-- START OF Dataset content --
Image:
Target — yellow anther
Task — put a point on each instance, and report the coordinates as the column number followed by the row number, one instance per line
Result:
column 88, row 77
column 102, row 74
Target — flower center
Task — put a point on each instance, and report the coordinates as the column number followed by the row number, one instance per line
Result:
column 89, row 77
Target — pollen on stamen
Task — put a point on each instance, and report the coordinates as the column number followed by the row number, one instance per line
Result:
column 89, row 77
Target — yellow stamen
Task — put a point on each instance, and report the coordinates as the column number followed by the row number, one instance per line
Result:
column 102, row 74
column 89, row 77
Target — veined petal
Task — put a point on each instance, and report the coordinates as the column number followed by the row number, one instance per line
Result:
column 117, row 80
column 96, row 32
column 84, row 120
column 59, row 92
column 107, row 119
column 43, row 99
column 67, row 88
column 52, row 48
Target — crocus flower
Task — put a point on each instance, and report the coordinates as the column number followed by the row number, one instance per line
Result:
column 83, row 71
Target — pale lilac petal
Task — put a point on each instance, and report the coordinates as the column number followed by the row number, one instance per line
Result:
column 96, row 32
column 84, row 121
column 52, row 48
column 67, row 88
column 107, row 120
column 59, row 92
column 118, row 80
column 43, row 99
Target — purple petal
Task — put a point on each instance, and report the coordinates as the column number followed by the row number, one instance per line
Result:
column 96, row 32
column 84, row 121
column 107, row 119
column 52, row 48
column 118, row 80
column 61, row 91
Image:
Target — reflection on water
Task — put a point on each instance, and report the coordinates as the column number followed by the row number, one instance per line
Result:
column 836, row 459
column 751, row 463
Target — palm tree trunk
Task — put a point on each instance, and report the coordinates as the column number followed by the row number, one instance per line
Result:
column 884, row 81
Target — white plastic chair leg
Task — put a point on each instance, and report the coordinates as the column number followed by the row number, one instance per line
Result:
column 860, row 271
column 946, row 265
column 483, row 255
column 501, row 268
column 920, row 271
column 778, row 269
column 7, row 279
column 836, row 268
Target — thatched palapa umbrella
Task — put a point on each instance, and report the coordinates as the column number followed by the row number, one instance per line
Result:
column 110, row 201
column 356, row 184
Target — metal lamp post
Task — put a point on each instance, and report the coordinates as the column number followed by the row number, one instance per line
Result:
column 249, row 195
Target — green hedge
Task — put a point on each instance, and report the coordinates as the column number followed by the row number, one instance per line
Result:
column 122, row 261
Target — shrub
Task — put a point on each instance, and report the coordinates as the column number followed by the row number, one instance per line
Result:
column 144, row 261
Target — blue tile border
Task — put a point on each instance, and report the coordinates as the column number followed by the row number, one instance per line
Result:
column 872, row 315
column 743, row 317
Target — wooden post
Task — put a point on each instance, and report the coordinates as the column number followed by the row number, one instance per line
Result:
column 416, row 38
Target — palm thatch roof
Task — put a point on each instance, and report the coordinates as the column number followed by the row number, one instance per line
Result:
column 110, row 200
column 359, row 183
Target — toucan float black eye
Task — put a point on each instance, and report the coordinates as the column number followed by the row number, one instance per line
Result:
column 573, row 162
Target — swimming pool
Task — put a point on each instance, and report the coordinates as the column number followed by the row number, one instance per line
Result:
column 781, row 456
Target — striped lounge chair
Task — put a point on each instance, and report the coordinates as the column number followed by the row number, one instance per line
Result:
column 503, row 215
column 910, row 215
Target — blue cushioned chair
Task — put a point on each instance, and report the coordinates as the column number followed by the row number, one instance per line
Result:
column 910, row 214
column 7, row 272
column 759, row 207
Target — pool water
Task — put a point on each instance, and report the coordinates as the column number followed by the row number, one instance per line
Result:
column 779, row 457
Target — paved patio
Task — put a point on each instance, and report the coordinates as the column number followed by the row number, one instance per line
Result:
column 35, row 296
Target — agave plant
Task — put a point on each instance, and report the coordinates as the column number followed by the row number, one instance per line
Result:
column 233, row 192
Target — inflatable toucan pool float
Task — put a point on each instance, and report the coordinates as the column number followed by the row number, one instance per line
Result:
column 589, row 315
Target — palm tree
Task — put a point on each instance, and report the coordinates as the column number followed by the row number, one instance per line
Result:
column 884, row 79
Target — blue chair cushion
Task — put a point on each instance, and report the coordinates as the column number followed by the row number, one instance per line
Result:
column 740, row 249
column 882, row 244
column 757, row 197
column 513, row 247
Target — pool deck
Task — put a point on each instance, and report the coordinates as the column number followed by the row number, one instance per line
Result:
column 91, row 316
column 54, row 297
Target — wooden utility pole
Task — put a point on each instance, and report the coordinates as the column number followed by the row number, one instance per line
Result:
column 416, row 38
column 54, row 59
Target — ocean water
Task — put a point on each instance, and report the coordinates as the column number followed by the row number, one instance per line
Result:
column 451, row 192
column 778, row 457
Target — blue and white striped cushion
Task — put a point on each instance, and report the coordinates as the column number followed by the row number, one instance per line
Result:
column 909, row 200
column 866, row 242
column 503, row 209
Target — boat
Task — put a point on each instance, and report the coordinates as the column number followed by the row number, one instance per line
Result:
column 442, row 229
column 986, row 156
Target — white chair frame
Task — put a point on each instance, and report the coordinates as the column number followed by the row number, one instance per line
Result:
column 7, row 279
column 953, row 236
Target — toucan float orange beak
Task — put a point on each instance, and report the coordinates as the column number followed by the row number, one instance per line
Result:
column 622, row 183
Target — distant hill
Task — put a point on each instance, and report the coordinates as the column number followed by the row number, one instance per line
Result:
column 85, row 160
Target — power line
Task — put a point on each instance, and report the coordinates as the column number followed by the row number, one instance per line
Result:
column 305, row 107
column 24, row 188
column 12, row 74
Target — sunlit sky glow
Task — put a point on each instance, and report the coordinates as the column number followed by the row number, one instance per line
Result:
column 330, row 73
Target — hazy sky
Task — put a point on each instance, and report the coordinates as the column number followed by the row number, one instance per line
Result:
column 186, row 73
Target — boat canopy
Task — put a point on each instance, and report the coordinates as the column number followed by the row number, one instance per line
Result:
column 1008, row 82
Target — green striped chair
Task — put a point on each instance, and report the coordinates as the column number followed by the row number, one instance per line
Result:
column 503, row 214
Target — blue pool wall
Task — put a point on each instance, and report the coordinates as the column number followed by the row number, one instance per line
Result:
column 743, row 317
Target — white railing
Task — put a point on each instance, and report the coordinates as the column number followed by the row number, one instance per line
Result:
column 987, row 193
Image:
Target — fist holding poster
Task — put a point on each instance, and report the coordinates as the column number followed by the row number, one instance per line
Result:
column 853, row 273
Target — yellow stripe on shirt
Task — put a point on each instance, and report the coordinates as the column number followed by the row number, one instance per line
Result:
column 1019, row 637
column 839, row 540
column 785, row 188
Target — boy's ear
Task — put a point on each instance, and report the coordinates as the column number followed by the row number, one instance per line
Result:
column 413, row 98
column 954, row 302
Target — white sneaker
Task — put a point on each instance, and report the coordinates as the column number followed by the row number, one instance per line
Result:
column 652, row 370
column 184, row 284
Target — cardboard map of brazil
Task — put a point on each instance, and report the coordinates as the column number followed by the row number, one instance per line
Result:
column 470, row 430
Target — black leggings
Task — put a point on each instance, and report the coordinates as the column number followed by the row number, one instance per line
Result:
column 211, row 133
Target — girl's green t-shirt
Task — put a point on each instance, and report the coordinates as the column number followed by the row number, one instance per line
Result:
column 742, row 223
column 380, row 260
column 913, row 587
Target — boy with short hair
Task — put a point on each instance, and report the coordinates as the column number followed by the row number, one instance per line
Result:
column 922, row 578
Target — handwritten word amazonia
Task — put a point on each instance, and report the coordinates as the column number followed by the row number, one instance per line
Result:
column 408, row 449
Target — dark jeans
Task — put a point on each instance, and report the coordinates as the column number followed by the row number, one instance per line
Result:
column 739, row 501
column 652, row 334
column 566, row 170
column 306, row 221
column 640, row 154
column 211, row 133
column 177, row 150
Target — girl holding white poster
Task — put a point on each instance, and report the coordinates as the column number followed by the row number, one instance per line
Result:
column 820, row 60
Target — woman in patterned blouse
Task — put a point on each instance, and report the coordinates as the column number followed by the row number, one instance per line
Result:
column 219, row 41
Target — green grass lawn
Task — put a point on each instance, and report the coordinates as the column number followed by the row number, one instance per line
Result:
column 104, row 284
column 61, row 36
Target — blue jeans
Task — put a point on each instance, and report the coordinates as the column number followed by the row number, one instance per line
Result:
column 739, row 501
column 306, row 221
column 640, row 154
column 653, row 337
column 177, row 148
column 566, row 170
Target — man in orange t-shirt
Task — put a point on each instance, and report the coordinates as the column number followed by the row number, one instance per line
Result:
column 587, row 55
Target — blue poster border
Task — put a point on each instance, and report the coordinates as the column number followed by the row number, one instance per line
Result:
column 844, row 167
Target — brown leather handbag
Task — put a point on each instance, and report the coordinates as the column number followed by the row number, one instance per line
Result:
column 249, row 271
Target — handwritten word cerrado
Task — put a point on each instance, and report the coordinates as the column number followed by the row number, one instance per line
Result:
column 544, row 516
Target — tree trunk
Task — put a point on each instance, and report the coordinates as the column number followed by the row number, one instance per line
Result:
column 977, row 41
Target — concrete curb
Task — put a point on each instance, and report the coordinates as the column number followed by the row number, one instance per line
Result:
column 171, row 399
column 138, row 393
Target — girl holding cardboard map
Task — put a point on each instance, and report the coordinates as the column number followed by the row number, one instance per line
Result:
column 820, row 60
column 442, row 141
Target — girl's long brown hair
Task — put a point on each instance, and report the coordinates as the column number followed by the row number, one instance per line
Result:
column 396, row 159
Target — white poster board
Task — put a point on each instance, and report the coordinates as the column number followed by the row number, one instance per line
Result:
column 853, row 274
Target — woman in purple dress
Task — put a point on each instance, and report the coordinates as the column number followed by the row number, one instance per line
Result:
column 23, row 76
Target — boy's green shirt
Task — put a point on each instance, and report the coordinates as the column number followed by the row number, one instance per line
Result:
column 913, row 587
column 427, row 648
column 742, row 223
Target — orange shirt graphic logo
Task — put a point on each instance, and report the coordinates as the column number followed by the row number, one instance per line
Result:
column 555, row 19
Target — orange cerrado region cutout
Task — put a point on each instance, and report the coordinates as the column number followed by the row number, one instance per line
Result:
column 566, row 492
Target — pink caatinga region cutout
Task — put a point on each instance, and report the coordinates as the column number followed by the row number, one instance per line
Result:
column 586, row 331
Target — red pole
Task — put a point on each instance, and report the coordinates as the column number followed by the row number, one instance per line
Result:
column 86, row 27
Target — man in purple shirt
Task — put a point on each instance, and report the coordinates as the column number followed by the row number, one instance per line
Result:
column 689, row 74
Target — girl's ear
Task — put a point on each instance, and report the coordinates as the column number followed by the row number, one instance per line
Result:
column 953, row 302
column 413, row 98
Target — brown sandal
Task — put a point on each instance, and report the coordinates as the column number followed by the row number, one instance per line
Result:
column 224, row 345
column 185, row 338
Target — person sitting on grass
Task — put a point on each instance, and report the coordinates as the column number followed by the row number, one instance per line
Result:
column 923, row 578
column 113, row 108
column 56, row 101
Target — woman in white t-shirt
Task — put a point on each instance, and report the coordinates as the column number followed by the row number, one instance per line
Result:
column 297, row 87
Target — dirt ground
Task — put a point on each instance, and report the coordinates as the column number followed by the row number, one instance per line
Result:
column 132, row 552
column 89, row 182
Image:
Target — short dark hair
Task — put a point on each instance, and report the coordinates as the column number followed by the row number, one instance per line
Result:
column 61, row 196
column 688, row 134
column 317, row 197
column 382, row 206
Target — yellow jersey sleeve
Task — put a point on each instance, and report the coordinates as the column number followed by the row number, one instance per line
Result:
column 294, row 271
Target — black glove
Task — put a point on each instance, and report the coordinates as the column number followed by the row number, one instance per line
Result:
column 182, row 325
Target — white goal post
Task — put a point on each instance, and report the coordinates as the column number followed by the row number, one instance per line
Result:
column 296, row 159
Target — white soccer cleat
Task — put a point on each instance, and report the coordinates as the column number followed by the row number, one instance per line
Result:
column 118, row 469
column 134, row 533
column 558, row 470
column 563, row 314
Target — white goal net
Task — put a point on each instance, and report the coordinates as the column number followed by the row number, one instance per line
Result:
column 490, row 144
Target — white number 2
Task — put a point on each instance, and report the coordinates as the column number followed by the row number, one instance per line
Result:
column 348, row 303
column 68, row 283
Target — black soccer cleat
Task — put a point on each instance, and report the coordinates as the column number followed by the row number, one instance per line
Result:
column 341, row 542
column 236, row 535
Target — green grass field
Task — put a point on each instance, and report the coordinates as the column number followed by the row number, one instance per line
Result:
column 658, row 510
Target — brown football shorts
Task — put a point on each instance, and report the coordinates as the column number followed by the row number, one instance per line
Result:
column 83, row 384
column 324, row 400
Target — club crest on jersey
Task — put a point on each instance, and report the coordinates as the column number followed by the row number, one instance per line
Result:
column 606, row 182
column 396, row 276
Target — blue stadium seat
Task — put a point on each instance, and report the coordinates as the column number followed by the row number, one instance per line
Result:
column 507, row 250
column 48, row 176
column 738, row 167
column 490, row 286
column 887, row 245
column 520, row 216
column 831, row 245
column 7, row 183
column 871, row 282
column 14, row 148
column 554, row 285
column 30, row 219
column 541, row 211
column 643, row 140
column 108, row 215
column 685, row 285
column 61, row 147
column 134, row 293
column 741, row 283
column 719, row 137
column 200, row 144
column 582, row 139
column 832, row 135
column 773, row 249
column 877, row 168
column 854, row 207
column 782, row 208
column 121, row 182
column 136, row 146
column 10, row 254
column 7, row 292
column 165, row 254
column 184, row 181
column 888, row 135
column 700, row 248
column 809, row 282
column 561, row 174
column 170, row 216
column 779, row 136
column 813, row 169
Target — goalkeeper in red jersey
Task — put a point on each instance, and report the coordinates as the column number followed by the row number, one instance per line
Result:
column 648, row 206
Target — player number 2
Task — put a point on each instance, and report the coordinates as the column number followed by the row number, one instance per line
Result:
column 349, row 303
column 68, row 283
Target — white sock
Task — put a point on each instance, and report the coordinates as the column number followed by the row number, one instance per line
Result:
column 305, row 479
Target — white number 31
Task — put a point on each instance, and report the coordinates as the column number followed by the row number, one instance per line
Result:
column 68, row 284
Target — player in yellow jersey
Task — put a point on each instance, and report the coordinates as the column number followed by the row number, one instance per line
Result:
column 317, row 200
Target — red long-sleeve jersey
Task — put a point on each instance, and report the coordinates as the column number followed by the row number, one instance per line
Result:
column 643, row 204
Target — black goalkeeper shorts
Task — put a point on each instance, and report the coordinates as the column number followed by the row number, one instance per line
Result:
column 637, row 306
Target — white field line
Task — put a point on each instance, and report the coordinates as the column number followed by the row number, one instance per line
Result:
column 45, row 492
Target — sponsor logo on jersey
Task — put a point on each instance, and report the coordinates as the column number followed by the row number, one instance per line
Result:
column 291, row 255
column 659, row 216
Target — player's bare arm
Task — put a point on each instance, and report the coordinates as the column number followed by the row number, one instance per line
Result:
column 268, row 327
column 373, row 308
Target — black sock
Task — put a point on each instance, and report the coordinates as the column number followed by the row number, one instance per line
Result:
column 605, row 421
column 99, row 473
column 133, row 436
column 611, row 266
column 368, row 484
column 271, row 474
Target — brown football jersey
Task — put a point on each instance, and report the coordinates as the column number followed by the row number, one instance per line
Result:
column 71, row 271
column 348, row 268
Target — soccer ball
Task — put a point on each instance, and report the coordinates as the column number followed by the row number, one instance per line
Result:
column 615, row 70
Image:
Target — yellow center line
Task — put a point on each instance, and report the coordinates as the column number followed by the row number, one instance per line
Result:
-- END OF Dataset content --
- What is needed
Copy the lines of the listing above word for word, starting with the line containing "Target — red long-sleeve jersey" and going on through the line containing "column 659, row 216".

- Solution below
Target — red long-sleeve jersey
Task — put a point on each instance, and report the coordinates as the column number followed by the row number, one instance per line
Result:
column 643, row 204
Target — black goalkeeper shorts
Task — put a point on each instance, and report the coordinates as the column number followed by the row number, one instance per line
Result:
column 637, row 306
Target — white field line
Task — put a point on each instance, and report the coordinates as the column number followed by the row number, one instance per line
Result:
column 45, row 492
Target — sponsor logo on jersey
Task — put a point on each instance, and report the coordinates as the column number followed by the row number, one instance per line
Result:
column 291, row 255
column 659, row 216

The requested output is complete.